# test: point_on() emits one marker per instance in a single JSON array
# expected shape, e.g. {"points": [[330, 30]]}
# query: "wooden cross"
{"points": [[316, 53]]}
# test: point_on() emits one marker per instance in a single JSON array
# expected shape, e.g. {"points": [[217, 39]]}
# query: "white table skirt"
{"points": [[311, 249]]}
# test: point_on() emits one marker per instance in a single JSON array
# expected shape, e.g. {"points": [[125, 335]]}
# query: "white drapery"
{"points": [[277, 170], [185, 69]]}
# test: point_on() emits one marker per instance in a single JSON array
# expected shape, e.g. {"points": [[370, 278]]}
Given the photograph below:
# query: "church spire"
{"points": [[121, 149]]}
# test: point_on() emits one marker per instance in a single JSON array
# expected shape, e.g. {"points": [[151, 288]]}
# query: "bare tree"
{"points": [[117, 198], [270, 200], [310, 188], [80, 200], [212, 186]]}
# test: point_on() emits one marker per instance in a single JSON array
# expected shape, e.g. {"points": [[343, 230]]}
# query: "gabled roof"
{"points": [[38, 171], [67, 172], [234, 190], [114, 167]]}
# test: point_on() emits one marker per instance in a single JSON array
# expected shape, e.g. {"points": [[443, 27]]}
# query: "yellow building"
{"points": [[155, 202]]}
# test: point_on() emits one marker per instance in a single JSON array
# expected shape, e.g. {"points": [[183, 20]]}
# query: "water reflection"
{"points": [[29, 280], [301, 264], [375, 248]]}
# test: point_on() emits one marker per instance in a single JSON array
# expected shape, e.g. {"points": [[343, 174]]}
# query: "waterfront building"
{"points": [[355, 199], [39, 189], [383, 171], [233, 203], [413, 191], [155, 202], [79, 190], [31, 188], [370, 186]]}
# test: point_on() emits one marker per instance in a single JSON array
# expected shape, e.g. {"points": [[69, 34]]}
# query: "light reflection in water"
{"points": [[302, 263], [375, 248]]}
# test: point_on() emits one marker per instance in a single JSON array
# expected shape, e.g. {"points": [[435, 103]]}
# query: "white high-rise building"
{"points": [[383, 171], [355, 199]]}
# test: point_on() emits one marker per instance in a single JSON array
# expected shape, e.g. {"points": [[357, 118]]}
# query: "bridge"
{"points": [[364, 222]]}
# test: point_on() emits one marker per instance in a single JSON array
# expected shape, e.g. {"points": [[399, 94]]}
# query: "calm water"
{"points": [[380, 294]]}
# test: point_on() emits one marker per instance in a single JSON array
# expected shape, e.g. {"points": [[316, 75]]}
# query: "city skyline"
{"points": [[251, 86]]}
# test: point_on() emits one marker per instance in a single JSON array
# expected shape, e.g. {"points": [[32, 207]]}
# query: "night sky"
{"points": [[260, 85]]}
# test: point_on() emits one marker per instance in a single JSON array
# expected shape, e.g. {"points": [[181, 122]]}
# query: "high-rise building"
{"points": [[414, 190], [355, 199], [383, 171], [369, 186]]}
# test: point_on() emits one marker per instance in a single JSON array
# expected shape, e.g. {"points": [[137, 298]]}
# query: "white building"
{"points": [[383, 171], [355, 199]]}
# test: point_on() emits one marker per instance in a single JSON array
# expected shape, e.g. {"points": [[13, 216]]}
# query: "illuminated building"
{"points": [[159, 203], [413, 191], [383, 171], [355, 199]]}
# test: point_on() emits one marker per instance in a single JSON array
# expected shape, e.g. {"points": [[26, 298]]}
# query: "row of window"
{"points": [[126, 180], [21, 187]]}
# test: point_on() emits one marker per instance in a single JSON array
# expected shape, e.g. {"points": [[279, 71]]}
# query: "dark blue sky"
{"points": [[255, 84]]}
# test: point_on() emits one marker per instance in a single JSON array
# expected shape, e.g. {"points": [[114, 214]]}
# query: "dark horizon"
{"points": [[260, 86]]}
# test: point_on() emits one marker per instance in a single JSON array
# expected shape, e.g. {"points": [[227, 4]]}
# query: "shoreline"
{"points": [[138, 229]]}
+ + + +
- [Written problem]
Output every line above without altering anything.

- [Exercise output]
# test: point_on() emits one marker per instance in a single JSON array
# expected shape, e.g. {"points": [[330, 30]]}
# query: "wooden cross"
{"points": [[316, 53]]}
# test: point_on() emits one marker per instance in a single JSON array
# expected shape, e.g. {"points": [[217, 39]]}
# query: "white table skirt"
{"points": [[311, 249]]}
# test: point_on() emits one marker per instance in a single JSON array
# expected shape, e.g. {"points": [[125, 335]]}
# query: "white drapery"
{"points": [[277, 170], [185, 69]]}
# test: point_on() emits one marker per instance in a single JSON array
# expected shape, e.g. {"points": [[370, 278]]}
Given the photograph below:
# query: "church spire"
{"points": [[121, 149]]}
# test: point_on() emits one marker per instance in a single JSON array
# expected shape, e.g. {"points": [[151, 288]]}
# query: "bare tree"
{"points": [[117, 198], [270, 200], [310, 188], [80, 200], [212, 186]]}
# test: point_on() emits one marker per instance in a single JSON array
# expected shape, e.g. {"points": [[343, 230]]}
# query: "gabled roof"
{"points": [[38, 171], [67, 172], [234, 190], [114, 167]]}
# test: point_on() emits one marker per instance in a single JSON array
# expected shape, e.g. {"points": [[443, 27]]}
# query: "yellow building"
{"points": [[155, 202]]}
# test: point_on() emits one marker per instance in a single JSON array
# expected shape, e.g. {"points": [[183, 20]]}
# query: "water reflection"
{"points": [[29, 280], [301, 264], [375, 248]]}
# test: point_on() emits one marker per instance in a single JSON array
# expected shape, e.g. {"points": [[343, 174]]}
# query: "waterfront building"
{"points": [[355, 199], [39, 189], [383, 171], [233, 203], [413, 191], [155, 202], [79, 190], [31, 188], [370, 186]]}
# test: point_on() emits one marker per instance in a single JSON array
# expected shape, e.g. {"points": [[69, 34]]}
# query: "light reflection in water"
{"points": [[302, 263], [375, 248]]}
# test: point_on() emits one marker per instance in a single JSON array
# expected shape, e.g. {"points": [[435, 103]]}
# query: "white high-rise building"
{"points": [[383, 171], [355, 199]]}
# test: point_on() emits one marker per instance in a single JSON array
# expected shape, e.g. {"points": [[357, 118]]}
# query: "bridge"
{"points": [[364, 222]]}
# test: point_on() emits one marker per instance in a single JSON array
# expected shape, e.g. {"points": [[399, 94]]}
# query: "calm water"
{"points": [[380, 294]]}
# test: point_on() emits one marker per instance in a single JSON array
# expected shape, e.g. {"points": [[316, 75]]}
# query: "city skyline"
{"points": [[251, 86]]}
# test: point_on() emits one marker per instance in a single JSON array
# expected shape, e.g. {"points": [[32, 207]]}
# query: "night sky"
{"points": [[260, 85]]}
# test: point_on() emits one marker per instance in a single JSON array
# expected shape, e.g. {"points": [[181, 122]]}
# query: "high-rise building"
{"points": [[414, 190], [355, 199], [383, 171], [369, 186]]}
# test: point_on() emits one marker per instance in a single JSON array
# expected shape, e.g. {"points": [[137, 298]]}
# query: "white building"
{"points": [[383, 171], [355, 199]]}
# test: point_on() emits one marker per instance in a single JSON array
# expected shape, e.g. {"points": [[13, 216]]}
# query: "illuminated building"
{"points": [[159, 203], [413, 191], [383, 171], [355, 199]]}
# test: point_on() emits one marker per instance in a single JSON array
# expected shape, e.g. {"points": [[26, 298]]}
# query: "row of window"
{"points": [[126, 180], [21, 187]]}
# test: point_on() emits one marker per instance in a single JSON array
# expected shape, e.g. {"points": [[279, 71]]}
# query: "dark blue sky"
{"points": [[255, 84]]}
# test: point_on() emits one marker per instance in a single JSON array
# expected shape, e.g. {"points": [[114, 214]]}
# query: "dark horizon"
{"points": [[260, 86]]}
# test: point_on() emits one marker per instance in a single JSON array
# expected shape, e.g. {"points": [[227, 4]]}
# query: "shoreline"
{"points": [[138, 229]]}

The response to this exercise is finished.